== What to produce ==
Find "Pointing guideline: for each instance of the tractor windshield" in the data, then restate the line it sits in and every later line word for word, ending with the last line.

────────

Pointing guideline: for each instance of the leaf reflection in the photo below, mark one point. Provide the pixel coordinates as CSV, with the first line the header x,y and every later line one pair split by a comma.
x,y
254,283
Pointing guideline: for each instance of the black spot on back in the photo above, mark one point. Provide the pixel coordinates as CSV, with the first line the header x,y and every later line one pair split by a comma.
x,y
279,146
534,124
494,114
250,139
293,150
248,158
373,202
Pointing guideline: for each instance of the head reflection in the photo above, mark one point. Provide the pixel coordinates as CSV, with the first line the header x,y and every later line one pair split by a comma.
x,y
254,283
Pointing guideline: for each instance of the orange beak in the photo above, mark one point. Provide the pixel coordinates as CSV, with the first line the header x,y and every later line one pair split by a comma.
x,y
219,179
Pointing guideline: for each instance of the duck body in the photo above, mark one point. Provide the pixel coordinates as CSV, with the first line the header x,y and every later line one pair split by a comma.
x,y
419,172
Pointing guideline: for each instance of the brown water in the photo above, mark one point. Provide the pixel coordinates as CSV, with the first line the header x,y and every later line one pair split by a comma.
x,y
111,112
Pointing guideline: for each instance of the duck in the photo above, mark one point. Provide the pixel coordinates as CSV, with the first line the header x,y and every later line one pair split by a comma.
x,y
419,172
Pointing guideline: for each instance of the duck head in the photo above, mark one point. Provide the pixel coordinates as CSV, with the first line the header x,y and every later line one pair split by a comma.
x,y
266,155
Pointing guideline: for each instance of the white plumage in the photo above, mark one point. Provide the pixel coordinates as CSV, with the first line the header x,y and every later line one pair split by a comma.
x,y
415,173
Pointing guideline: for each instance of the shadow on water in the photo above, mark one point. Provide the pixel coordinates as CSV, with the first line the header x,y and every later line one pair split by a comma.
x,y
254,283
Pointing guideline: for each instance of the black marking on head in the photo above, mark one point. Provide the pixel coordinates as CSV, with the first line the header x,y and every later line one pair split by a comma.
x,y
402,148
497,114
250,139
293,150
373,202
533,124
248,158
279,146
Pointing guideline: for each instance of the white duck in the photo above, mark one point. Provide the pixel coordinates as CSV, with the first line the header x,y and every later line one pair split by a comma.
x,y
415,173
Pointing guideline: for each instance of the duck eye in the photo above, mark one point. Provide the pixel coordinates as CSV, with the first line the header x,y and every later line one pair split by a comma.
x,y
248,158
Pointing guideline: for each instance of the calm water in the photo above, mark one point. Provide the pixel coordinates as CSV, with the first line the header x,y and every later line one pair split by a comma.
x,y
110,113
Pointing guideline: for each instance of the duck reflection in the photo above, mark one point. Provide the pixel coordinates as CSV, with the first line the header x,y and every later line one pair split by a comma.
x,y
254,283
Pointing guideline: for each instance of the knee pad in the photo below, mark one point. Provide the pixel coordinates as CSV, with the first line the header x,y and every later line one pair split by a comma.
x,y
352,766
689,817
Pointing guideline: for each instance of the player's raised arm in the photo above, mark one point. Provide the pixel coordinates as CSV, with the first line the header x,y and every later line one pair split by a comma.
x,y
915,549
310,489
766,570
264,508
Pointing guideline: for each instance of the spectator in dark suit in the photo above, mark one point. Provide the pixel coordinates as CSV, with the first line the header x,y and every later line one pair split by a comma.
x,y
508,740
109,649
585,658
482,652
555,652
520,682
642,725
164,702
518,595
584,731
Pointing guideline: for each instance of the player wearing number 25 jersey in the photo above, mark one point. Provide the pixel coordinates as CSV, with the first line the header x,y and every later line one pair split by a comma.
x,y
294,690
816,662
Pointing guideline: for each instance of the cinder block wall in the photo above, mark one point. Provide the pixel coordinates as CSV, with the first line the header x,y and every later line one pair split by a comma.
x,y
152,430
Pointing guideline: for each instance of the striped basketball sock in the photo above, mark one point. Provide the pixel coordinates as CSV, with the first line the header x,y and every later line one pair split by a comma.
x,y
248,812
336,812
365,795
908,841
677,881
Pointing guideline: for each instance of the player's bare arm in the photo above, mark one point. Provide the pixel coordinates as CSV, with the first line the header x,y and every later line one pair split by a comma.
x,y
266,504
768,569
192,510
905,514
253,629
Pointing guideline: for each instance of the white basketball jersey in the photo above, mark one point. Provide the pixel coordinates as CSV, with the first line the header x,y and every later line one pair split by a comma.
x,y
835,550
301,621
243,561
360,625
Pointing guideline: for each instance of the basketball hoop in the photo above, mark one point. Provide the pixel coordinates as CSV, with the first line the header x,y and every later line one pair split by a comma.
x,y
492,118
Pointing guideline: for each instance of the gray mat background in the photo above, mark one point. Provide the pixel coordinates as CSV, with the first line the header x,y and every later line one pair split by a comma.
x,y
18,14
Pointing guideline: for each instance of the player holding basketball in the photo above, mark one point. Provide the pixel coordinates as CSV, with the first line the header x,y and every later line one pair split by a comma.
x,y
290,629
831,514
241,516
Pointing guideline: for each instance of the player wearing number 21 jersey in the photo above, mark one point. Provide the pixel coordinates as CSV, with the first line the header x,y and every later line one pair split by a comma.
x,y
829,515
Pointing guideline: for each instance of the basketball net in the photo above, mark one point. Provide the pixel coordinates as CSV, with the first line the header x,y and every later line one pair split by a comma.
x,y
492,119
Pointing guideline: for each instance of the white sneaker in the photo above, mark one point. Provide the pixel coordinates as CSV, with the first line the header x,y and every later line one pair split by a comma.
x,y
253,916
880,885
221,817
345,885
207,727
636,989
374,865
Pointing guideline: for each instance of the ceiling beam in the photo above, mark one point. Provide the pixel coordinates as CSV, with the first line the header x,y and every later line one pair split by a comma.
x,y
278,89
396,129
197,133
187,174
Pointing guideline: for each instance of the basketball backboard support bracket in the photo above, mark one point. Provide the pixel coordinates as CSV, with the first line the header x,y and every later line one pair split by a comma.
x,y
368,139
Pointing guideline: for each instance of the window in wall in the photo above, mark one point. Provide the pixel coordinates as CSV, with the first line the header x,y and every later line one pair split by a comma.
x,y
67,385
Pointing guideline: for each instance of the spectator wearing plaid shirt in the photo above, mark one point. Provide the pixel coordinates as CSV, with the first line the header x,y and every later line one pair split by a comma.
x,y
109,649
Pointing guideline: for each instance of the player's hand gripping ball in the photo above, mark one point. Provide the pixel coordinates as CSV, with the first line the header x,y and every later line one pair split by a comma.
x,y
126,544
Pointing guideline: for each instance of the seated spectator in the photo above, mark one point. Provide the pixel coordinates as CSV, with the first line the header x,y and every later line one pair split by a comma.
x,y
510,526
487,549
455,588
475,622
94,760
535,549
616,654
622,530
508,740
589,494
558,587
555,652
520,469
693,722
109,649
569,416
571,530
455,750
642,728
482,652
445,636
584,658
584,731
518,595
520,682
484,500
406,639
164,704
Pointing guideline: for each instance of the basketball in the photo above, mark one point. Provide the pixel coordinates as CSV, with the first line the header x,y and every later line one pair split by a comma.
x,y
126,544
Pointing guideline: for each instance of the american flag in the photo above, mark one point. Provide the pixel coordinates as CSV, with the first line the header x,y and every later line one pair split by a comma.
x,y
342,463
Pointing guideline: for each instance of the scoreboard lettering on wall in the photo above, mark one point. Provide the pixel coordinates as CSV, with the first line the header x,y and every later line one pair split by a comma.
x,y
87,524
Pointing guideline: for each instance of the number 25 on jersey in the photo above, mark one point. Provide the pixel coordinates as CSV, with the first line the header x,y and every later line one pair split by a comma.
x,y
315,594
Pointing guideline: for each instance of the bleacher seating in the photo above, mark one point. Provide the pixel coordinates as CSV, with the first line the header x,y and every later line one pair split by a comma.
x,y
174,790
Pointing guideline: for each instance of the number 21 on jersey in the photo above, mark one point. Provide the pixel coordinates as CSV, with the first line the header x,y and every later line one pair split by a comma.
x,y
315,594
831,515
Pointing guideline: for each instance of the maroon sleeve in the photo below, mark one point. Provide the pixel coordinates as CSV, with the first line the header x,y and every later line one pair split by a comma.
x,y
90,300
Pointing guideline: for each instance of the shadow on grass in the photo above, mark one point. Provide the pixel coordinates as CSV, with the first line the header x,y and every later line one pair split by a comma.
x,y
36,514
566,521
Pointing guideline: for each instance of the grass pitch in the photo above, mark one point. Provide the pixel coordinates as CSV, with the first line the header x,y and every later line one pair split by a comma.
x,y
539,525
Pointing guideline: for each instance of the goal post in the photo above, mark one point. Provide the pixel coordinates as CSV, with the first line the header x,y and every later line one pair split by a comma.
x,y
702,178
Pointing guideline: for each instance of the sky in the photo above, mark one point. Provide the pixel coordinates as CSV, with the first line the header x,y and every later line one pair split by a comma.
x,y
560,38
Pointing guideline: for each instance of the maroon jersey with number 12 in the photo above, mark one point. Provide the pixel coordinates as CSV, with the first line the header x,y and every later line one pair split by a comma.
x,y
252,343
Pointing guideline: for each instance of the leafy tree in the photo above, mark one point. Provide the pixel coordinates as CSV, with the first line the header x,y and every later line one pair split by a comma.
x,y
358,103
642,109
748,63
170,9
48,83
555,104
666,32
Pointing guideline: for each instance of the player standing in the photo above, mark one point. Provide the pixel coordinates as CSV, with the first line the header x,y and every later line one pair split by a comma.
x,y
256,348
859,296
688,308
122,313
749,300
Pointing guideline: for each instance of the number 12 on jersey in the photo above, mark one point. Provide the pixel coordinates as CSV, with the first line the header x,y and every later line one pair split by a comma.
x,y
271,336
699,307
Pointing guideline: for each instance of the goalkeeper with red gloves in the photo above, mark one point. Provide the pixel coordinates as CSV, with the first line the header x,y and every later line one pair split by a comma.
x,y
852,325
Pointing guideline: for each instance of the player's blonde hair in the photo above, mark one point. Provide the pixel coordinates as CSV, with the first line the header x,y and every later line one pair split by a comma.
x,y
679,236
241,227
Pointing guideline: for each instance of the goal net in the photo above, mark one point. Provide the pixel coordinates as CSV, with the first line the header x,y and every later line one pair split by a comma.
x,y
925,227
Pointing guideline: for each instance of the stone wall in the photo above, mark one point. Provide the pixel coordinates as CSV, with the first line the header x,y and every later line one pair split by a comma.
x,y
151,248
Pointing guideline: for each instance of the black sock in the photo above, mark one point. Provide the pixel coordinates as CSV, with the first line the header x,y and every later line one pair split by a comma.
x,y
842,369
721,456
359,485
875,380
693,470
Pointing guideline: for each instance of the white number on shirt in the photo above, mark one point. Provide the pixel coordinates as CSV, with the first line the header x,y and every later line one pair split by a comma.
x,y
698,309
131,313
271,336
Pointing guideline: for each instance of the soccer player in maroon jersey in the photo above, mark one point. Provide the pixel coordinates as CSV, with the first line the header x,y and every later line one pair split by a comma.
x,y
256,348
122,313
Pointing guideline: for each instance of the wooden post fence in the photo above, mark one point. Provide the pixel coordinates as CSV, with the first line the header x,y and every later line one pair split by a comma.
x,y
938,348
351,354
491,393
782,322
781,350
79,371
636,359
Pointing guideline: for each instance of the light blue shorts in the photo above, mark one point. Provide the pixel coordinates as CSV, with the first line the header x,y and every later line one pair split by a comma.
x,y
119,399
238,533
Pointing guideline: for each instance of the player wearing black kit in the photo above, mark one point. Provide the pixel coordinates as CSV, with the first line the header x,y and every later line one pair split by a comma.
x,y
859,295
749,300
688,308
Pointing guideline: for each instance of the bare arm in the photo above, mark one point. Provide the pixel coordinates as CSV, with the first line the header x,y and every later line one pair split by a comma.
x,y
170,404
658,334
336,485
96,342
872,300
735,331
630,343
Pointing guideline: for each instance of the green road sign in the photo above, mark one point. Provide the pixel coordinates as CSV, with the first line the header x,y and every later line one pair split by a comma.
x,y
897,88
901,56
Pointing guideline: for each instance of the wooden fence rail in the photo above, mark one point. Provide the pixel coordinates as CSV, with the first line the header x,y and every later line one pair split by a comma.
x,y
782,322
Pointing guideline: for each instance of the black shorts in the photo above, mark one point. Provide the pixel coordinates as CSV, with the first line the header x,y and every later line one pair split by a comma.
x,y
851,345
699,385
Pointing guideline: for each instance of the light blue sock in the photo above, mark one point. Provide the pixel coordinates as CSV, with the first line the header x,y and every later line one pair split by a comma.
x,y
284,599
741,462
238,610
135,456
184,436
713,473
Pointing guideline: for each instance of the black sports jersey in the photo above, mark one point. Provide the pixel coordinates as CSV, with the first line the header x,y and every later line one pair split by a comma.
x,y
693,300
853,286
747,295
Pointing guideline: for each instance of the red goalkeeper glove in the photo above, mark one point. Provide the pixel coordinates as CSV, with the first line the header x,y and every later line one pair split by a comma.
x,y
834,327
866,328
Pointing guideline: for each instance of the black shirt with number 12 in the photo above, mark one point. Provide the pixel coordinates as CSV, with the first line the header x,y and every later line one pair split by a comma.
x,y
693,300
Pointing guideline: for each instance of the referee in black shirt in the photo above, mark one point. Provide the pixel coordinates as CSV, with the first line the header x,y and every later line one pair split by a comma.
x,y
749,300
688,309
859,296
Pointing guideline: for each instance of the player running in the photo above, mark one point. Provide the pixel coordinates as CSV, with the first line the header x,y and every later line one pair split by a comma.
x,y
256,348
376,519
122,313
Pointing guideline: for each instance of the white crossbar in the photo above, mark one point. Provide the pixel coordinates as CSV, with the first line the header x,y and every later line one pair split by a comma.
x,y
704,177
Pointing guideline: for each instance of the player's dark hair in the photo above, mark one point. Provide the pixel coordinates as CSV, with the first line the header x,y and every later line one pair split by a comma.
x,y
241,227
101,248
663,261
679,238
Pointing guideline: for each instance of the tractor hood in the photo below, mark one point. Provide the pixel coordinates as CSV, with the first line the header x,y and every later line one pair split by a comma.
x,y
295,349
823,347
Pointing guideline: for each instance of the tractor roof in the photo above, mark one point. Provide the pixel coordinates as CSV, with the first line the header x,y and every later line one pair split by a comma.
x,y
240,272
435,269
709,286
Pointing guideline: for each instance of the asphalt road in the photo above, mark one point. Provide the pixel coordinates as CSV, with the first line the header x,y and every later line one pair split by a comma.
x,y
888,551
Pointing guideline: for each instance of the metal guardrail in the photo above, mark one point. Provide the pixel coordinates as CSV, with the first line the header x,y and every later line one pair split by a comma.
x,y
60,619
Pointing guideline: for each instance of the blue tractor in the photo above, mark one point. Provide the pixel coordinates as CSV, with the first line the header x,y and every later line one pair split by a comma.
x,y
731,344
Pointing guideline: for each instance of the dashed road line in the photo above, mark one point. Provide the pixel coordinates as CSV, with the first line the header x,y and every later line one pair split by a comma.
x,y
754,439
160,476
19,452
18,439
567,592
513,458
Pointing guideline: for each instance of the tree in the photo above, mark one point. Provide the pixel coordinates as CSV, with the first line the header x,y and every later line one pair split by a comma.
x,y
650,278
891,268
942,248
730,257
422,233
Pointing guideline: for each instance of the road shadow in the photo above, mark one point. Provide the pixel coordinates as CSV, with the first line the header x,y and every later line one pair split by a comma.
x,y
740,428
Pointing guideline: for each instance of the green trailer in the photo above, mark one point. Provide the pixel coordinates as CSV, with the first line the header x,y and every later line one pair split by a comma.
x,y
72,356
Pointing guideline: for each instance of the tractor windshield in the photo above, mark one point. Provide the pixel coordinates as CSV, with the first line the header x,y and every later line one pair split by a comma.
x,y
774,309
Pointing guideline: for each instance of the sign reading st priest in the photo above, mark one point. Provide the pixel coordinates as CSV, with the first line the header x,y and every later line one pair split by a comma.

────────

== Output below ==
Pointing guideline: for each instance of the tractor windshield in the photo above, mark one point. Provide the pixel coordinates as CSV, with the first line the header x,y and every later line one pair split by a comma.
x,y
774,309
Pointing guideline: for each instance of the sign reading st priest in the photo above, mark one point. Provide the pixel coordinates as CSV, with the first line the header x,y and every later line one pair split by a comma.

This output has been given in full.